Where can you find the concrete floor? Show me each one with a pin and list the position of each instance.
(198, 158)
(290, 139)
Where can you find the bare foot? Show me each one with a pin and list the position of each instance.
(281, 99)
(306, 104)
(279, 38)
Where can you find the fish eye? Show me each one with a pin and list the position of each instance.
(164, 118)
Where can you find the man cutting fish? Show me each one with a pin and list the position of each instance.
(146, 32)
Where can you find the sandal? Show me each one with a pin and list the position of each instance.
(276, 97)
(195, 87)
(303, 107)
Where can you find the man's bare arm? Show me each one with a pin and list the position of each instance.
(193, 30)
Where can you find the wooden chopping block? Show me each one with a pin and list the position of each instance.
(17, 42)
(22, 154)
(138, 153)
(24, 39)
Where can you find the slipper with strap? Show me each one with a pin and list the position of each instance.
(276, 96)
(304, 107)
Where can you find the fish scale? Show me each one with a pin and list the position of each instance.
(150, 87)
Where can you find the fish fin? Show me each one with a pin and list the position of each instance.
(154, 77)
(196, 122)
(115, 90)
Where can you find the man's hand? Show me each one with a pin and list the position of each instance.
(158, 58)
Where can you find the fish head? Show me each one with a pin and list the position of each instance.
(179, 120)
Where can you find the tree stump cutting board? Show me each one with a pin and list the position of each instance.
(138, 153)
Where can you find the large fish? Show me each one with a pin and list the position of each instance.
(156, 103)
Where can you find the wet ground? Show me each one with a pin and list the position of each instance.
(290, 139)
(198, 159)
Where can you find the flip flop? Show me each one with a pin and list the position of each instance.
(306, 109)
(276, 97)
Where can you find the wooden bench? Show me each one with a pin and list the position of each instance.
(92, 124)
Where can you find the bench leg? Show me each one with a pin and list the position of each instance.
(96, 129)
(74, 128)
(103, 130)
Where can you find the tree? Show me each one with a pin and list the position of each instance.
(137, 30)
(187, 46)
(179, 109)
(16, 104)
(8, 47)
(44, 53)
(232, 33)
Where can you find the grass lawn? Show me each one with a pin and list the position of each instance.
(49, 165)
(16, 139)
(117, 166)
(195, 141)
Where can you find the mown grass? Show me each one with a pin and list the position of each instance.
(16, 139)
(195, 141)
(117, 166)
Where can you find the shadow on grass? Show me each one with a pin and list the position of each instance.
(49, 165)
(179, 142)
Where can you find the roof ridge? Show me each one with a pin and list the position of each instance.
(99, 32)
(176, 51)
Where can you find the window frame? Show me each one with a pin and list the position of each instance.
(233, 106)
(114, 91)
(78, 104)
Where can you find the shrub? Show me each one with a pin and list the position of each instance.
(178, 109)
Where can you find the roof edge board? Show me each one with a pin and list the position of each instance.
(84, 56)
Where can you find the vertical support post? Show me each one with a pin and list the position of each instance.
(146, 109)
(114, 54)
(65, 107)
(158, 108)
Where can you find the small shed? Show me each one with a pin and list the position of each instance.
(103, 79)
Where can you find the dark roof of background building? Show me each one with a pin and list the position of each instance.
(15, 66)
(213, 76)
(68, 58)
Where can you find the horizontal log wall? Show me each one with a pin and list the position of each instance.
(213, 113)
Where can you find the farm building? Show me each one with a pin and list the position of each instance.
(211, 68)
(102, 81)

■ ■ ■ ■ ■ ■ ■

# EXERCISE GOAL:
Please write out all the data above, exactly as it reads.

# THE ANSWER:
Where can you find the concrete floor? Show me each one with a pin and list the position of each instance.
(198, 158)
(290, 139)
Where can you find the bare foot? Show me each one with a pin and list the position of each instance.
(281, 99)
(306, 104)
(279, 38)
Where can you find the fish eye? Show me each one with a pin and list the position of each instance.
(164, 118)
Where can you find the man cutting fish? Show me each one with a pin and list the position of each instance.
(146, 32)
Where can you find the sandal? Show me each one with a pin and list the position of each instance.
(276, 97)
(195, 87)
(303, 107)
Where can you find the man's bare arm? Show me each one with a pin and list the position of each instance.
(193, 30)
Where can you find the wooden chopping block? Show me each one with a pin and list the position of each instance.
(17, 42)
(22, 154)
(138, 153)
(24, 39)
Where can you find the slipper with strap? Show me each one with a pin and list the position of each instance.
(276, 96)
(304, 107)
Where can you find the fish scale? Show me each one with a pin and list the position of each instance.
(150, 87)
Where can you find the fish fin? Show me each one with a pin and list the position of each instance.
(154, 77)
(196, 122)
(115, 90)
Where can you find the man's hand? Show me each one with a pin and list the position of each instance.
(158, 58)
Where can you find the fish head? Show me each one with a pin and list the position of each instance.
(179, 120)
Where can you find the tree stump cutting board? Show me each one with a pin and list the position of each instance.
(138, 153)
Where can you find the large fish? Show me each one with a pin and list the position of each instance.
(156, 103)
Where can you find the wet ground? Show me each one with a pin and list the position of each instance.
(290, 139)
(198, 159)
Where can you find the flip flop? Show me each one with a pin and list the position of each instance.
(306, 109)
(276, 97)
Where can you find the wooden bench? Show me each one with a pin and list the position of each instance.
(92, 124)
Where can you find the bench leg? Show me each one with a pin and list the position of each instance.
(96, 129)
(74, 128)
(103, 130)
Where can you find the tree? Show me each one with a pin and list the position of each instance.
(137, 30)
(187, 46)
(179, 109)
(16, 104)
(8, 47)
(44, 53)
(232, 33)
Where can you find the grass lawn? Show me each one with a pin and list the position of each instance.
(49, 165)
(16, 139)
(117, 166)
(195, 141)
Where can you find the mown grass? Show me each one with a pin and list the position of each instance.
(16, 139)
(195, 141)
(117, 166)
Where can you find the shadow on grass? Show me each one with a pin and list the position of each instance.
(49, 165)
(179, 142)
Where can you find the roof ridge? Show me each one with a pin and list the position of each instance.
(99, 32)
(176, 51)
Where can you find the window frame? Show me each one with a pin and list the position of each instance.
(233, 106)
(114, 91)
(78, 104)
Where can you find the shrub? Show me each one with a pin and list the position of each instance.
(178, 109)
Where can you find the roof edge board? Show me each one with a pin and list the position of each instance.
(84, 56)
Where can you find the vertical support post? Show me each one with a pin and list the position of each instance.
(146, 109)
(114, 54)
(65, 107)
(158, 108)
Where can you find the small shed? Show me each one with a pin and list the position of each instance.
(103, 79)
Where can you find the dark roof of background building? Show me each one with a pin and list the position of each instance.
(15, 66)
(213, 76)
(68, 58)
Where can you find the horizontal log wall? Show me each one with a pin and list the position of each instance.
(213, 113)
Where can you find the farm building? Show me each one with a pin and list the position of each instance.
(211, 68)
(102, 81)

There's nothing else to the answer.